◆ **Task prompt**: For the data below, please report each line where the word "come" is found.

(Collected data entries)
--------------------------------
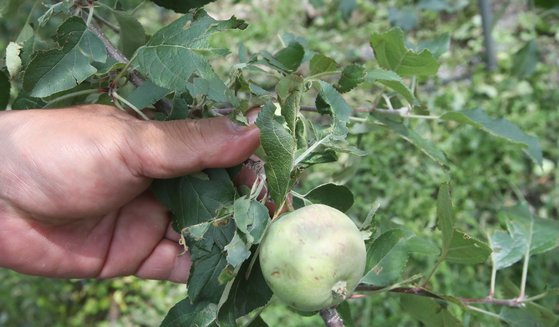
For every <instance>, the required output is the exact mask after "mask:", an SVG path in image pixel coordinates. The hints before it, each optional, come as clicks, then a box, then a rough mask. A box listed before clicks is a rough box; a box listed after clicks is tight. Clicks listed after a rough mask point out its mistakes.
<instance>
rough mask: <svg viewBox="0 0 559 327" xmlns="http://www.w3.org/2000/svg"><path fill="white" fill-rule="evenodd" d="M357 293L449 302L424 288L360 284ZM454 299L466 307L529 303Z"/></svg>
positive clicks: (526, 299) (486, 297) (515, 304)
mask: <svg viewBox="0 0 559 327" xmlns="http://www.w3.org/2000/svg"><path fill="white" fill-rule="evenodd" d="M355 290H356V291H365V292H375V291H383V290H384V291H387V292H390V293H399V294H413V295H419V296H424V297H428V298H432V299H436V300H441V301H445V302H447V301H448V299H445V298H444V297H442V296H440V295H438V294H435V293H433V292H431V291H429V290H427V289H425V288H423V287H414V286H412V287H395V288H386V287H383V286H376V285H365V284H360V285H358V286H357V288H356V289H355ZM453 299H455V300H458V301H460V302H462V303H463V304H465V305H470V304H492V305H500V306H507V307H521V306H522V305H523V304H524V303H526V302H528V301H527V299H525V298H514V299H496V298H494V297H490V296H489V297H483V298H464V297H453Z"/></svg>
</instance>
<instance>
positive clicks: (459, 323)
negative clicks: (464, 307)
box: [400, 294, 463, 327]
mask: <svg viewBox="0 0 559 327" xmlns="http://www.w3.org/2000/svg"><path fill="white" fill-rule="evenodd" d="M400 304H401V306H402V309H403V310H404V311H405V312H407V313H408V314H409V315H410V316H412V317H413V318H414V319H416V320H419V321H421V322H422V323H423V324H424V325H425V326H429V327H462V326H463V325H462V324H461V323H460V321H459V320H458V319H456V318H455V317H454V316H453V315H452V314H451V313H450V312H449V311H448V310H447V308H446V304H444V303H441V302H437V301H435V300H434V299H431V298H428V297H423V296H417V295H404V294H403V295H400Z"/></svg>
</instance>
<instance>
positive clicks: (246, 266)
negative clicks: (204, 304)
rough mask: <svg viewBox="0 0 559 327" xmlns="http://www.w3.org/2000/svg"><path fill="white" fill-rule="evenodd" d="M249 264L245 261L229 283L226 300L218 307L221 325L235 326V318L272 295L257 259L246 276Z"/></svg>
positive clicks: (267, 298) (257, 305) (246, 311)
mask: <svg viewBox="0 0 559 327" xmlns="http://www.w3.org/2000/svg"><path fill="white" fill-rule="evenodd" d="M249 266H250V265H249V262H248V261H247V262H246V263H245V264H244V265H243V266H242V268H241V269H240V270H239V273H238V274H237V277H236V278H235V280H234V281H233V282H232V284H231V287H230V289H229V294H228V297H227V300H226V301H225V303H223V305H222V306H221V307H220V309H219V314H218V320H219V324H220V326H222V327H223V326H232V327H235V326H237V325H236V323H235V321H236V319H237V318H239V317H242V316H245V315H247V314H249V313H250V312H251V311H253V310H255V309H257V308H260V307H263V306H265V305H266V304H267V303H268V301H269V300H270V298H271V297H272V291H271V290H270V288H269V287H268V284H266V281H265V280H264V277H263V275H262V271H261V269H260V263H259V261H258V260H256V261H255V263H254V266H253V267H252V269H251V271H250V275H248V276H247V272H248V269H249Z"/></svg>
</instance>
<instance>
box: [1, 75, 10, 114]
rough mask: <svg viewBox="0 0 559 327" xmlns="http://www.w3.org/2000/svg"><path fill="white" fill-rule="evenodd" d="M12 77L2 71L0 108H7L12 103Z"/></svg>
mask: <svg viewBox="0 0 559 327" xmlns="http://www.w3.org/2000/svg"><path fill="white" fill-rule="evenodd" d="M10 87H11V86H10V79H9V78H8V76H7V75H6V74H4V72H3V71H0V110H5V109H6V107H7V106H8V103H10Z"/></svg>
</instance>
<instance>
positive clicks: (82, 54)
mask: <svg viewBox="0 0 559 327" xmlns="http://www.w3.org/2000/svg"><path fill="white" fill-rule="evenodd" d="M56 41H57V42H58V44H59V45H60V46H61V48H60V49H52V50H47V51H44V52H39V53H37V54H36V55H35V56H34V57H33V59H32V60H31V62H30V63H29V66H28V67H27V69H26V70H25V74H24V77H23V87H24V89H25V90H26V91H28V92H29V95H30V96H32V97H39V98H42V97H47V96H49V95H52V94H54V93H57V92H62V91H65V90H69V89H71V88H73V87H75V86H76V85H78V84H80V83H82V82H83V81H85V80H86V79H87V78H88V77H90V76H91V75H93V74H95V73H96V72H97V69H96V68H95V67H94V66H93V65H92V63H93V62H105V60H107V50H106V49H105V46H104V45H103V43H102V42H101V40H99V38H98V37H97V36H96V35H95V34H93V33H92V32H90V31H89V30H88V29H87V26H85V23H84V22H83V20H82V19H81V18H78V17H71V18H68V19H67V20H66V21H65V22H64V23H63V24H62V25H61V26H60V27H59V28H58V31H57V34H56Z"/></svg>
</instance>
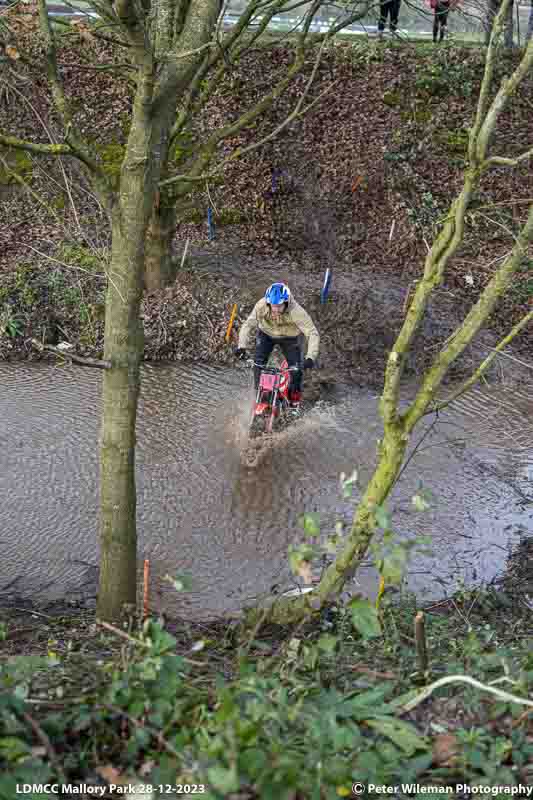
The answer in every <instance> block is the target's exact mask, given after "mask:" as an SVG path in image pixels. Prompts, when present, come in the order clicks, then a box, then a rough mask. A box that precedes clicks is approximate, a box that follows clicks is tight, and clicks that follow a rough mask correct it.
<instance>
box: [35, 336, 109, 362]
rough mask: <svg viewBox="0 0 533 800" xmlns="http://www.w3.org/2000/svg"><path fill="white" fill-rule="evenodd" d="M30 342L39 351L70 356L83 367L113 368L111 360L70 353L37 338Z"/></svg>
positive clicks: (74, 361) (71, 359) (64, 357)
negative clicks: (44, 351)
mask: <svg viewBox="0 0 533 800" xmlns="http://www.w3.org/2000/svg"><path fill="white" fill-rule="evenodd" d="M30 342H31V343H32V345H33V346H34V347H36V348H37V350H39V352H42V351H43V350H48V351H49V352H51V353H55V354H56V355H57V356H61V357H62V358H70V360H71V361H73V362H74V363H75V364H80V365H81V366H83V367H98V368H99V369H111V367H112V364H111V361H104V360H103V359H102V360H101V359H99V358H87V357H85V356H78V355H76V354H75V353H69V352H68V351H65V350H60V349H59V347H54V345H53V344H42V342H38V341H37V339H30Z"/></svg>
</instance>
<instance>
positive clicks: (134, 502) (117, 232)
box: [97, 63, 159, 620]
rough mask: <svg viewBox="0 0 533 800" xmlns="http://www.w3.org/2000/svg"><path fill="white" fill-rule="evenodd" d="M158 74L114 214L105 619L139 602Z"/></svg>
mask: <svg viewBox="0 0 533 800" xmlns="http://www.w3.org/2000/svg"><path fill="white" fill-rule="evenodd" d="M153 87H154V79H153V67H152V65H151V64H150V63H148V64H147V65H146V67H145V71H144V75H143V76H142V77H141V78H140V79H139V87H138V90H137V95H136V100H135V107H134V113H133V121H132V127H131V130H130V136H129V140H128V147H127V151H126V157H125V159H124V162H123V164H122V170H121V186H120V197H119V198H118V201H117V203H116V206H115V210H114V214H113V248H112V254H111V264H110V269H109V285H108V290H107V296H106V323H105V348H104V358H105V359H106V360H107V361H109V362H110V363H111V369H108V370H106V371H105V373H104V382H103V417H102V440H101V451H100V544H101V561H100V584H99V588H98V607H97V613H98V616H99V617H101V618H102V619H107V620H113V619H118V618H119V617H120V616H121V615H122V614H123V612H124V604H125V603H126V604H129V605H131V606H133V607H135V603H136V574H137V571H136V562H137V537H136V490H135V422H136V417H137V401H138V397H139V390H140V363H141V360H142V357H143V349H144V337H143V329H142V322H141V320H140V315H139V310H140V304H141V298H142V291H143V277H144V257H145V252H144V248H145V237H146V229H147V227H148V223H149V221H150V216H151V211H152V208H153V205H154V200H155V194H156V186H157V180H158V179H159V172H158V169H157V164H156V163H154V159H153V158H152V157H151V141H152V127H153V120H152V118H151V115H150V113H149V112H150V101H151V97H152V95H153Z"/></svg>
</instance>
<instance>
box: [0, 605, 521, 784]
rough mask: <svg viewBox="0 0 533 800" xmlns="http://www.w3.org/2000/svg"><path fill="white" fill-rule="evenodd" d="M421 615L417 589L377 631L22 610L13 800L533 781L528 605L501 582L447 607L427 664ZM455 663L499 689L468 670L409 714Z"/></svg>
mask: <svg viewBox="0 0 533 800" xmlns="http://www.w3.org/2000/svg"><path fill="white" fill-rule="evenodd" d="M416 611H417V606H416V603H415V601H414V598H412V597H410V596H404V597H402V598H401V600H400V602H396V603H395V604H394V605H392V604H386V605H385V606H384V607H383V609H382V614H381V623H382V631H381V633H380V635H378V636H371V637H370V638H364V637H362V636H361V635H360V633H359V632H358V629H357V626H355V625H354V620H353V618H352V615H351V612H350V609H349V608H347V607H341V606H335V607H331V608H330V609H329V610H328V611H327V612H325V613H323V614H322V615H321V616H319V617H317V618H316V619H315V620H314V621H313V622H310V623H308V624H306V625H305V626H303V627H302V626H300V627H299V628H297V629H291V630H280V629H266V630H264V631H262V632H261V635H260V636H259V635H257V634H256V635H255V636H253V637H252V638H251V637H250V634H245V633H244V632H242V631H240V630H239V629H238V628H235V626H234V625H233V626H230V625H229V624H228V625H226V624H224V623H219V624H212V625H199V624H198V625H195V624H193V623H190V622H186V621H182V622H180V623H179V624H178V623H174V625H167V628H166V629H165V628H164V627H163V625H162V624H161V623H159V622H157V621H153V620H149V621H147V622H145V623H144V624H141V623H136V622H135V621H134V620H130V623H129V625H128V627H127V628H123V629H114V628H110V627H109V626H105V627H103V626H102V625H98V624H96V623H95V620H94V618H93V617H92V615H91V614H89V613H88V612H81V613H77V614H73V612H72V611H70V612H69V614H64V615H62V616H59V617H56V616H52V615H50V616H48V617H47V616H41V617H32V616H31V610H29V611H28V613H27V614H26V616H25V617H24V616H22V617H21V616H20V615H19V616H18V617H17V615H16V614H15V615H14V614H13V612H11V613H10V612H9V610H8V609H6V611H5V613H4V623H3V628H2V627H0V631H1V630H3V631H4V641H3V643H0V652H2V650H3V651H4V657H3V658H2V660H1V661H0V664H1V666H0V686H1V690H2V694H1V695H0V697H1V702H0V768H1V777H0V798H2V800H4V799H5V800H7V799H8V798H9V800H12V797H14V796H15V794H14V787H15V783H16V782H19V783H20V782H30V783H35V782H39V781H45V780H50V781H52V782H53V781H63V780H65V781H67V782H72V783H76V782H78V783H79V782H85V783H89V784H92V785H94V786H102V787H103V786H105V785H106V782H107V783H110V782H112V783H115V784H119V783H120V782H121V781H129V782H133V783H137V784H139V783H144V784H147V783H148V784H152V785H157V786H161V785H165V784H169V785H172V786H175V785H176V784H177V783H178V784H179V783H182V784H188V785H192V784H194V785H197V786H203V787H204V789H205V791H204V792H202V793H203V794H204V796H206V797H209V798H212V799H213V800H222V798H235V800H236V799H237V798H239V800H244V799H245V798H250V799H251V798H261V800H269V798H272V800H280V798H281V800H283V798H287V800H289V798H292V799H293V800H295V798H298V799H299V800H300V799H301V800H303V798H305V799H306V800H307V798H310V799H311V798H318V799H319V800H320V799H321V798H328V799H329V798H331V800H333V798H338V797H349V796H351V785H352V782H354V781H356V780H358V781H361V782H362V783H369V782H372V783H378V784H388V785H396V784H402V783H406V782H415V783H419V784H421V785H425V786H447V787H450V791H451V790H455V787H456V786H457V785H458V784H460V783H466V784H469V785H471V786H485V787H496V786H517V785H519V784H520V783H522V784H524V785H527V784H528V782H529V781H530V780H531V779H532V778H533V775H532V773H531V764H532V763H533V742H532V739H531V735H530V733H531V720H532V716H531V714H529V713H528V707H527V706H526V705H522V704H521V698H523V700H524V701H525V702H526V703H527V702H528V701H527V697H528V695H529V696H531V693H532V689H533V656H532V654H531V653H532V651H531V637H532V636H533V630H532V626H531V621H530V614H531V612H530V609H529V608H528V607H527V605H526V604H525V603H524V602H523V599H522V597H521V596H520V594H519V593H518V594H513V592H509V591H503V590H501V589H491V590H485V591H483V590H475V591H469V592H462V593H460V594H458V595H457V596H456V597H454V598H453V599H451V600H448V601H446V602H442V603H436V604H433V606H432V607H429V608H428V609H427V611H426V615H425V619H426V641H427V650H428V655H429V664H428V666H427V668H424V669H421V666H420V663H419V662H418V661H417V656H416V649H415V646H414V641H413V618H414V614H415V612H416ZM13 617H14V618H13ZM28 628H29V629H30V630H28ZM20 650H22V651H23V652H24V653H25V655H20V654H18V653H19V651H20ZM30 654H31V655H30ZM452 675H456V676H464V675H466V676H470V677H471V678H474V679H475V680H477V681H479V682H480V683H481V684H483V685H484V687H485V688H481V689H480V688H476V687H473V686H471V685H467V684H464V683H460V682H452V683H450V684H449V685H447V686H444V687H442V688H437V689H435V690H434V691H432V692H431V693H430V696H429V697H428V698H427V699H426V700H425V701H423V702H420V703H418V704H417V705H415V706H414V707H413V709H412V710H411V711H407V710H406V709H407V708H408V703H409V702H411V705H413V698H417V697H418V696H419V695H420V693H421V691H422V688H423V687H424V686H427V685H428V684H430V683H431V681H434V680H436V679H439V678H444V677H446V676H452ZM487 687H488V688H487ZM491 688H492V690H494V689H496V690H498V689H503V690H505V691H506V692H508V693H509V694H510V695H512V696H514V697H515V700H511V701H510V700H508V699H506V698H505V696H503V698H499V697H497V696H495V695H494V694H491V693H490V690H491ZM415 702H416V701H415ZM529 710H530V709H529ZM30 779H31V780H30ZM491 794H492V796H494V797H498V796H500V795H499V794H498V792H497V791H496V792H494V791H492V792H491ZM27 796H29V797H33V795H31V794H30V795H27ZM35 796H37V795H35ZM148 796H152V795H148ZM153 796H154V797H155V796H156V794H154V795H153ZM157 796H161V795H160V794H157ZM163 796H164V795H163ZM167 796H175V793H174V794H172V793H169V794H168V795H167ZM362 796H363V797H364V796H368V797H370V796H372V795H371V794H366V795H362ZM399 796H415V795H409V793H406V794H401V795H399ZM501 796H504V795H503V794H502V795H501Z"/></svg>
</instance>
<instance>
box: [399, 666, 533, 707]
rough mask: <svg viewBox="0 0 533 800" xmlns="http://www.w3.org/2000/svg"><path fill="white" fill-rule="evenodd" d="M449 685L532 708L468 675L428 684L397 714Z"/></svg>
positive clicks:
--------------------------------
◆ **Solved exercise**:
For every <instance>, the required output is the exact mask after "mask:", an SVG path in image pixel coordinates. The hints before it, each optional, come as clicks, then a box, then a rough mask. A box listed before clicks is a rough box; a box listed after clicks is tight. Clicks listed after a rough mask point out its mistakes.
The answer in every <instance> block is the target's exact mask, given after "mask:" as an SVG path in image pixels. Prompts, when present, come in the order clicks, then a box, then a rough mask. A box that precedes clicks is approximate, a box that follows clicks is tight, and clicks that follow a rough mask correct it.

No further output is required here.